Estes motivo-base lidam com uma realidade em luta, isto é, valorizam um aspecto em detrimento do outro. A sua abordagem da realidade é sempre um conflito e propõe a inferiorização de um aspecto em relação ao outro. No final, o motivo base humanista, com a tentativa de eliminação da realidade transcendente resultou em uma piora da condição de explicação da realidade com uma abordagem essencialmente materialista e a negação de uma esfera transcendete da realidade. 

O Motivo Base da Cosmovisão Cristã Bíblica – Criação-Queda-Redenção
A Cosmovisão Cristã Bíblica propõe uma visão de unidade entre realidade natural e trancendente. Antes de um conflito, a cosmovisão cristã bíblica propõe uma percepção de continuidade, complementaridade e progresso.
O motivo-base da perspectiva cristã bíblica é a de que o Universo foi criado perfeito, sofreu uma descontinuidade de sua perfeição na queda e será restaurado em toda a sua plenitude num processo de redenção centrado em um retorno do homem à realidade plena da presença e desfrute de Deus. 
A filosofia Cosmonômica parte de um princípio Teísta, no qual a realidade foi uma obra de criação. Diferente de um universo auto existente como no motivo grego ou advinda do caos como foi proposta pelo pensamento moderno, o motivo religioso criação-queda-redenção reorienta a nova visão do homem na sua relação com a realidade, seu sentido existencial último, a Ciência e o Estado.

# Complete o seguinte
**1)** Transcreva o trecho do texto sobre a cosmovisão cristã bíblica entre "O motivo-base da" e "desfrute de Deus.", inclusive.
**2)** Estenda o texto sobre o motivo-base criação-queda-redenção, começando logo após a última frase apresentada.

# Dados registrados
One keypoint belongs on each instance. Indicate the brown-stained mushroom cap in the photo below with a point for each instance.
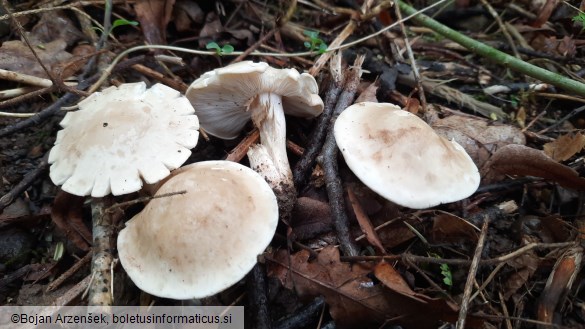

# Respostas às tarefas
**1)**
O motivo-base da perspectiva cristã bíblica é a de que o Universo foi criado perfeito, sofreu uma descontinuidade de sua perfeição na queda e será restaurado em toda a sua plenitude num processo de redenção centrado em um retorno do homem à realidade plena da presença e desfrute de Deus.

**2)**
Diferente do motivo grego e do motivo católico romano que enxergava a natureza como um nível inferior, o motivo criação-queda-redenção entende que a partir do momento que o relacionamento do homem é restaurado com a realidade, ele pode dar vazão à toda a sua potencialidade original. A estrutura do universo não foi alterada, pois o desvio ocorreu no coração do homem e não na realidade (KALSBEEK, 2015, p.57). 
Portanto não se trata de uma transformação da natureza em um sentido ontológico ou valorativo, mas uma readequação do homem no seu relacionamento com uma criação originalmente boa. Apesar de ter um motivo profundamente arraigado no pensamento religioso orientado por Calvino, veremos agora como é possível diante deste motivo, realizar uma análise não reducionista e Não imanente da realidade. Para Dooyeweerd e para os adeptos da filosofia cosmonômica, essa afirmação é de caráter princípio lógico, fundacional e não necessariamente literal.